### Written problem
Could you restate the items from the line containing "Objective — for every instance of the exposed" through the line containing "[[320, 161]]", requests included, with each point coordinate in the answers offset by 122? Leave the requests and their format samples unchanged.

### Records for this exercise

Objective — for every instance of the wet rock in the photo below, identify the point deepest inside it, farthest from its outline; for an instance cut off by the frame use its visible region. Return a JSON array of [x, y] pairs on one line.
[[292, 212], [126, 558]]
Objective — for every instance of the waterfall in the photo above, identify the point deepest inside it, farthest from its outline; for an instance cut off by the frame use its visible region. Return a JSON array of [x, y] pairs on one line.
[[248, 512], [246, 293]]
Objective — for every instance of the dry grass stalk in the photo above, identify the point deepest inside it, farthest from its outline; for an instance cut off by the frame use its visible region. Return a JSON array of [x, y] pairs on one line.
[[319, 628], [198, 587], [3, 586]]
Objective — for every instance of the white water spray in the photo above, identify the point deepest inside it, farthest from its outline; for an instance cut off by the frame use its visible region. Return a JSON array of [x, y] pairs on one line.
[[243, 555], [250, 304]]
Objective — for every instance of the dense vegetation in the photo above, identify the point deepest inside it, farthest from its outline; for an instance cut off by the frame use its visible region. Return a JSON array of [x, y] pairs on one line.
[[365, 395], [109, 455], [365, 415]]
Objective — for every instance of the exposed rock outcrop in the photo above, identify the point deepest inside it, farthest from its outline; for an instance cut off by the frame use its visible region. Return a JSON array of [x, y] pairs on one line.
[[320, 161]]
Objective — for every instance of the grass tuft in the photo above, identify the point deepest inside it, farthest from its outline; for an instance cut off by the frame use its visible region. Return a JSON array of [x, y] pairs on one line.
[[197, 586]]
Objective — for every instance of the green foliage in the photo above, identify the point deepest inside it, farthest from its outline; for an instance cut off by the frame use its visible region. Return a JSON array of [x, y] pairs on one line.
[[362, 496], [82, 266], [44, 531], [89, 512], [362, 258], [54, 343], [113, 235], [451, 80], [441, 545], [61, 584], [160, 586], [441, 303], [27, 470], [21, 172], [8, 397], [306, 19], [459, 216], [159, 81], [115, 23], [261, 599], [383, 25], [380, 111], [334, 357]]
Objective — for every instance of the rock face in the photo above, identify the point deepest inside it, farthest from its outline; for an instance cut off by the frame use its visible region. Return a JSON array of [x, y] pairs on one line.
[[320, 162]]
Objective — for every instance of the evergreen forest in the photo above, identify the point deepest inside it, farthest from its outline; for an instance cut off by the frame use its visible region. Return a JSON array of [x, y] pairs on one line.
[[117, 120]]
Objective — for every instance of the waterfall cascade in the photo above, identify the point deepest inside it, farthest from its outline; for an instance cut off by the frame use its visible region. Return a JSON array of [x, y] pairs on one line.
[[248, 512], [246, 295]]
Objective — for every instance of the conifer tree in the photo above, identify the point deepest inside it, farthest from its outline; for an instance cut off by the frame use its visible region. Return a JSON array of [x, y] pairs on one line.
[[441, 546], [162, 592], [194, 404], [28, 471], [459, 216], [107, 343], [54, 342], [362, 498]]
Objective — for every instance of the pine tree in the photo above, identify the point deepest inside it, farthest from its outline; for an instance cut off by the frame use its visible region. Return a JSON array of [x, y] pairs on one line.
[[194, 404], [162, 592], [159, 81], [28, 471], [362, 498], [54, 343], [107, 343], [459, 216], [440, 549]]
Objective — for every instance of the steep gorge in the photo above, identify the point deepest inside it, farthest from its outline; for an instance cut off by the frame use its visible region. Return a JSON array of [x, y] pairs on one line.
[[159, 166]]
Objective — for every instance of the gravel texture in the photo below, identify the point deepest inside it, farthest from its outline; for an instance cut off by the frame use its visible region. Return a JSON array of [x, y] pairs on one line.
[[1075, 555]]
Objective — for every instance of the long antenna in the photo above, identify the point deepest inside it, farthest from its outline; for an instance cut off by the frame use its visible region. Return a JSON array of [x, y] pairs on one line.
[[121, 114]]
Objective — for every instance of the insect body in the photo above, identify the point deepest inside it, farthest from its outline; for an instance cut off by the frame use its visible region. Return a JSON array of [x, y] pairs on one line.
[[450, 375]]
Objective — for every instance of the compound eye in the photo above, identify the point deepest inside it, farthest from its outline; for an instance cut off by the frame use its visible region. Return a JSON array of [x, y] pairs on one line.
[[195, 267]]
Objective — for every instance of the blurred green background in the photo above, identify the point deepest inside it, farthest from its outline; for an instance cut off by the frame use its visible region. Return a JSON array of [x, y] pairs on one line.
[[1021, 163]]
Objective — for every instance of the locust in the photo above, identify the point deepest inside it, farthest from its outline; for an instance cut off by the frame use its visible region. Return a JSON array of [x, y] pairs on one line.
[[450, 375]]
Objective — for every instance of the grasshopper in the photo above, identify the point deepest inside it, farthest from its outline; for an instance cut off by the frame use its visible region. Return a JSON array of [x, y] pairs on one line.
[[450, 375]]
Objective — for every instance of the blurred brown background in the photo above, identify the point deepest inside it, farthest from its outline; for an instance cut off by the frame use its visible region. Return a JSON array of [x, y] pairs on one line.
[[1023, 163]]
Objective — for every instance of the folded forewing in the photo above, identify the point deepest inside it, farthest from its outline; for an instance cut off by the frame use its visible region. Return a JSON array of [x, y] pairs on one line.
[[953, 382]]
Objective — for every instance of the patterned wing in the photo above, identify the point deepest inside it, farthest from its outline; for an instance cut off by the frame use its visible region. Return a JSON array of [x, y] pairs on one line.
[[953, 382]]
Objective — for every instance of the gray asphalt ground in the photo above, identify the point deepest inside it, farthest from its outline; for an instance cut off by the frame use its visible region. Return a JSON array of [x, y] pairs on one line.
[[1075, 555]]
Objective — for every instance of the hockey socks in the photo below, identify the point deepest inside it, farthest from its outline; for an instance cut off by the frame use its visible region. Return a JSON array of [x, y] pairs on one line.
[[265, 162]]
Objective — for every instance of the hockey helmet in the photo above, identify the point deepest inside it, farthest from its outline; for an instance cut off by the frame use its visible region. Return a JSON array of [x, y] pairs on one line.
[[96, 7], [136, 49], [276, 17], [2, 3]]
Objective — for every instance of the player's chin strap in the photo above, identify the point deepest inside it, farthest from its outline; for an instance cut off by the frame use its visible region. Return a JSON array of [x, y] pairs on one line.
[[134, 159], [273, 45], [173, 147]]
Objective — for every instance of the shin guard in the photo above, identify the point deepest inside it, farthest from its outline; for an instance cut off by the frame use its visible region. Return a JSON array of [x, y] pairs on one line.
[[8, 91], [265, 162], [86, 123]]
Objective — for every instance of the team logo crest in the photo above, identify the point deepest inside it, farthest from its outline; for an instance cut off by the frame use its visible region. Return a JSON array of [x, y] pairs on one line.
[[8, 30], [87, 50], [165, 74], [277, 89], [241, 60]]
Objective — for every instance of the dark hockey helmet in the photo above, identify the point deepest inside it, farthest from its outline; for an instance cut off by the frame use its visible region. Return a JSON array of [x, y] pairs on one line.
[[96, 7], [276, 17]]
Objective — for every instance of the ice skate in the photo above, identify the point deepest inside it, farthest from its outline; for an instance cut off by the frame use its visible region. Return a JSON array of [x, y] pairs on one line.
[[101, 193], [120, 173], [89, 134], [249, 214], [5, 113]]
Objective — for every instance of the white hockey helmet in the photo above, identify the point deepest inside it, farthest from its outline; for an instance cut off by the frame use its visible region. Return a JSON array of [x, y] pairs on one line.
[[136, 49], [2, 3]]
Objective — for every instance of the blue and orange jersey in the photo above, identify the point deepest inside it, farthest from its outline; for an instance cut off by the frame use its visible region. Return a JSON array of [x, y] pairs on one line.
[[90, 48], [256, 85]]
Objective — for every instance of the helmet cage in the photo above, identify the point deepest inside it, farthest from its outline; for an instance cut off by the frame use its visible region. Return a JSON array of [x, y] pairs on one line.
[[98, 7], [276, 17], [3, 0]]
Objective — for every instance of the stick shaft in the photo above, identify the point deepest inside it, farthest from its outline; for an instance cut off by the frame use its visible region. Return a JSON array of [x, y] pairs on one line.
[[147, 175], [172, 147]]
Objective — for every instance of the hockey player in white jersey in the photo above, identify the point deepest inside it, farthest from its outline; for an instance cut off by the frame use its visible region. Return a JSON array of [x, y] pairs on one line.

### Full answer
Objective — for every instance of the exposed rock outcrop in the photo above, identify the point deepest inside it, farthest from its outline; for an instance cut off by the frame use its visible region. Return a JSON array of [x, y] pairs on one line.
[[442, 283]]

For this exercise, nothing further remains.